[Bug]: {\"message\":\"ERROR: portal snapshots (0) did not account for all active snapshots (1) (SQLSTATE XX000)\"} when refreshing a continuous aggregate via a trigger #6533

choec0130 · 2024-01-17T09:31:27Z

What type of bug is this?

Unexpected error

What subsystems and features are affected?

Continuous aggregate

What happened?

I am trying to call refresh my continuous aggregate via a trigger and get this error
{\"message\":\"ERROR: portal snapshots (0) did not account for all active snapshots (1) (SQLSTATE XX000)\"}

here's my trigger
create trigger refresh_aggregates after update or insert or delete on pl execute function refresh_pl_continuous_aggregates();

and my trigger function
create function refresh_pl_continuous_aggregates() returns trigger as $$ BEGIN CALL refresh_continuous_aggregate('aggregates_by_pl_by_day', '2024-01-01', INTERVAL '2 day'); END; $$ LANGUAGE 'plpgsql';

continuous aggregate
CREATE MATERIALIZED VIEW aggregates_by_pl_by_day WITH (timescaledb.continuous) AS SELECT time_bucket('1 day' , modified_date) as day_bucket, sl.pl_id, resource_type, taxonomy, FROM activities JOIN s_licenses sl ON sl.s_id = activities.s_id GROUP BY 1, sl.pl_id, resource_type, taxonomy;

TimescaleDB version affected

2.13.0

PostgreSQL version used

15.5

What operating system did you use?

Ubuntu 15.5-1.pgdg22.04+1 on x86_64-pc-linux-gnu

What installation method did you use?

Not applicable

What platform did you run on?

Timescale Cloud

Relevant log output and stack trace

{\"message\":\"ERROR: portal snapshots (0) did not account for all active snapshots (1) (SQLSTATE XX000)\"}

How can we reproduce the bug?

1. Create an "after" trigger that manually refreshes a continuous aggregate using `refresh_continuous_aggregate`
2. Set off the trigger.

### [PROVIDED MATERIAL]
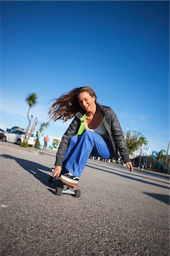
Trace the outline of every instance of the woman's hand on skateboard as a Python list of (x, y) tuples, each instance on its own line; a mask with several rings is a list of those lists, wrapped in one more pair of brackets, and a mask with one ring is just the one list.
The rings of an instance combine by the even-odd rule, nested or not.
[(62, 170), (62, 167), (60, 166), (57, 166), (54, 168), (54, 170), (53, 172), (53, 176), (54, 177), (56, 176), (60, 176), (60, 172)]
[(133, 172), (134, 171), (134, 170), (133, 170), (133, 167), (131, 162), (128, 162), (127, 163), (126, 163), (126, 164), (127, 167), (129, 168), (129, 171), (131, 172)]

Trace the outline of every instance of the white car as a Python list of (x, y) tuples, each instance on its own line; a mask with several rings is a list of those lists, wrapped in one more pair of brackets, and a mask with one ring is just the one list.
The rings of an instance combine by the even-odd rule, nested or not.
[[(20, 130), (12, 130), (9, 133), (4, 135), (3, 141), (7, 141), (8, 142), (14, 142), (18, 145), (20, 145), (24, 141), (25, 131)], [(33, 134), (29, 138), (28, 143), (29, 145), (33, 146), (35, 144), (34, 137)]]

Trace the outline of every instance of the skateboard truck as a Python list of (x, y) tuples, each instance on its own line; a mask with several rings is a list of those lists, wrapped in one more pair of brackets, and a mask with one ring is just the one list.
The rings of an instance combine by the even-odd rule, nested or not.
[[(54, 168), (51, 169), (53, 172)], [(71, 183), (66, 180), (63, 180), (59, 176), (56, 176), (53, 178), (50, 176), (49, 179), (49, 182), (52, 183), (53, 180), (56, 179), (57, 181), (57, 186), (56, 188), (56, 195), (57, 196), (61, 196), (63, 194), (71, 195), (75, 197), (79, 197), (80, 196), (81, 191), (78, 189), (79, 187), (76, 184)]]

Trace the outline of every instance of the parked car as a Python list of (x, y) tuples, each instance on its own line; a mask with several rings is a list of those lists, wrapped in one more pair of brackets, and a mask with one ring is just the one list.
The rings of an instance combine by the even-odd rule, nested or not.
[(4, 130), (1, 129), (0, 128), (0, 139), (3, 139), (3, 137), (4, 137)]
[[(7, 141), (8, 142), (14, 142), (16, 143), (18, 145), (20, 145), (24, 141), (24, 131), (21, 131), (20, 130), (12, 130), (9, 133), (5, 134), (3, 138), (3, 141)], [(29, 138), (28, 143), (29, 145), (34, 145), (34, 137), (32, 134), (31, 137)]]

* * *

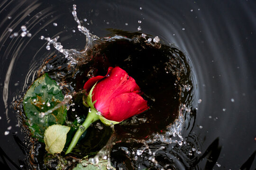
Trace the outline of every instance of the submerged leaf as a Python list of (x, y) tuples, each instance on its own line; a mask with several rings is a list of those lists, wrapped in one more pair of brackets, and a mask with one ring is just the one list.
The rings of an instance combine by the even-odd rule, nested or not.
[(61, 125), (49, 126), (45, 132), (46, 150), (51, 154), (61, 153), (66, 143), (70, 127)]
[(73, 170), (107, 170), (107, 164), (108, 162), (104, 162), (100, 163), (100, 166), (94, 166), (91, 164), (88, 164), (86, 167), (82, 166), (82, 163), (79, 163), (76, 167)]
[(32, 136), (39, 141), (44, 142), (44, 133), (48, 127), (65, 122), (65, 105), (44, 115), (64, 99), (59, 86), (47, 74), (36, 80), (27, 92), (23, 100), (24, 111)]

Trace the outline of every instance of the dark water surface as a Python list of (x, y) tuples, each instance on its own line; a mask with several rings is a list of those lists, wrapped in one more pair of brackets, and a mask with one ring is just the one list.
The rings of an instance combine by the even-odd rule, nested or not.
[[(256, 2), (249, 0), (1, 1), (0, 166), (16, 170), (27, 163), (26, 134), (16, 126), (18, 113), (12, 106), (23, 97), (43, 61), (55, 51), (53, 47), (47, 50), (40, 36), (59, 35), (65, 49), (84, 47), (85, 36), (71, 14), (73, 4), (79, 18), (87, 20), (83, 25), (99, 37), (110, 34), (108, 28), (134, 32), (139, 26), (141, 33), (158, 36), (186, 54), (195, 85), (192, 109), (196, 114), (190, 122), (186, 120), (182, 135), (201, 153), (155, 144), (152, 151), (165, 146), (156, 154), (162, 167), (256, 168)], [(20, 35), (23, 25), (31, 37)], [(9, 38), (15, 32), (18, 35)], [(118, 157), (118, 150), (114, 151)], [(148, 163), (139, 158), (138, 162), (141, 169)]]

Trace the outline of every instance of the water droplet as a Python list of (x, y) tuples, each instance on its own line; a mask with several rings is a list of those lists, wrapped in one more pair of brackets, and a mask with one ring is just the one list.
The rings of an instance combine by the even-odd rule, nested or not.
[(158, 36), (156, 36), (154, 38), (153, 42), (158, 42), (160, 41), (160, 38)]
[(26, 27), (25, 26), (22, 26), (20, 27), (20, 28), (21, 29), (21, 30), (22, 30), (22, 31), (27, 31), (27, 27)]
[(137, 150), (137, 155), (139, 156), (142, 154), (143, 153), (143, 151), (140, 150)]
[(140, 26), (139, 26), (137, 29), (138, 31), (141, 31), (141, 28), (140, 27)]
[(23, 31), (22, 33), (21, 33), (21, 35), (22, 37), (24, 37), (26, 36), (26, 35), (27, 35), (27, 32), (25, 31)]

---

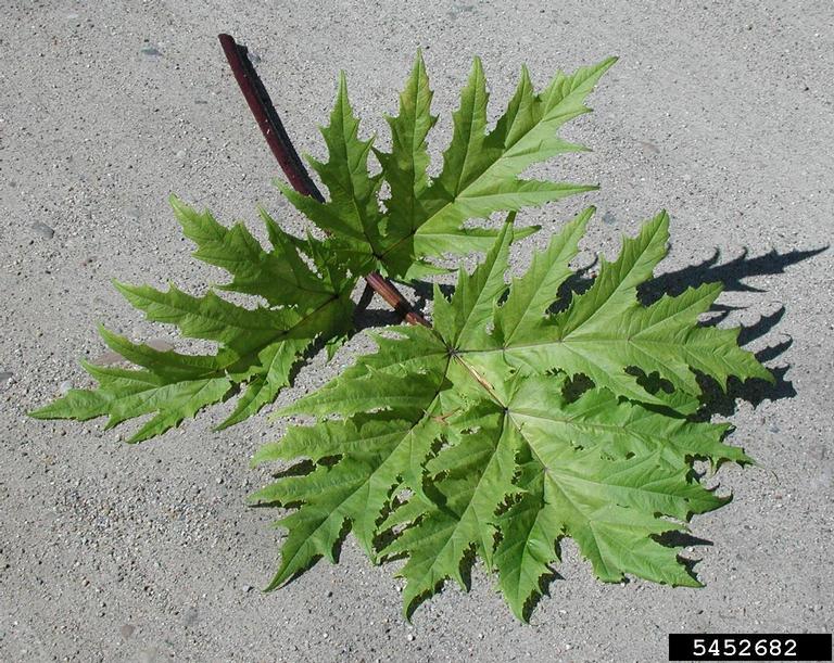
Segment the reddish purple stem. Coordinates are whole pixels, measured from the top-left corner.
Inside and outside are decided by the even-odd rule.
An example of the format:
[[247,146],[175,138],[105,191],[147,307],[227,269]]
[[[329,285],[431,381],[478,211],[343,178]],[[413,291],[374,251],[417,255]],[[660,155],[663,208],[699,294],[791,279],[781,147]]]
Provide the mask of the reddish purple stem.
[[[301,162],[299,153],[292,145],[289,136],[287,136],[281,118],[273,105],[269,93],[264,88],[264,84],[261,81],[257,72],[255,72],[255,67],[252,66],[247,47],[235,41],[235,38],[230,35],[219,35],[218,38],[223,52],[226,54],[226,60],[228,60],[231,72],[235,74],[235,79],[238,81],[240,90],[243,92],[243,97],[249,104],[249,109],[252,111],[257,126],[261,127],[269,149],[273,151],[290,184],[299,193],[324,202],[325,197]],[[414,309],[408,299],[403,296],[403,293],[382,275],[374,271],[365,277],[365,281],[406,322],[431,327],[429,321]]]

### [EXERCISE 1]
Which TimescaleDB version does the bug report list as affected?
### [EXERCISE 2]
Copy the bug report word for word, everything from "What platform did" down to "off the trigger.".

### [COMPLETE ANSWER 1]
2.13.0

### [COMPLETE ANSWER 2]
What platform did you run on?

Timescale Cloud

Relevant log output and stack trace

{\"message\":\"ERROR: portal snapshots (0) did not account for all active snapshots (1) (SQLSTATE XX000)\"}

How can we reproduce the bug?

1. Create an "after" trigger that manually refreshes a continuous aggregate using `refresh_continuous_aggregate`
2. Set off the trigger.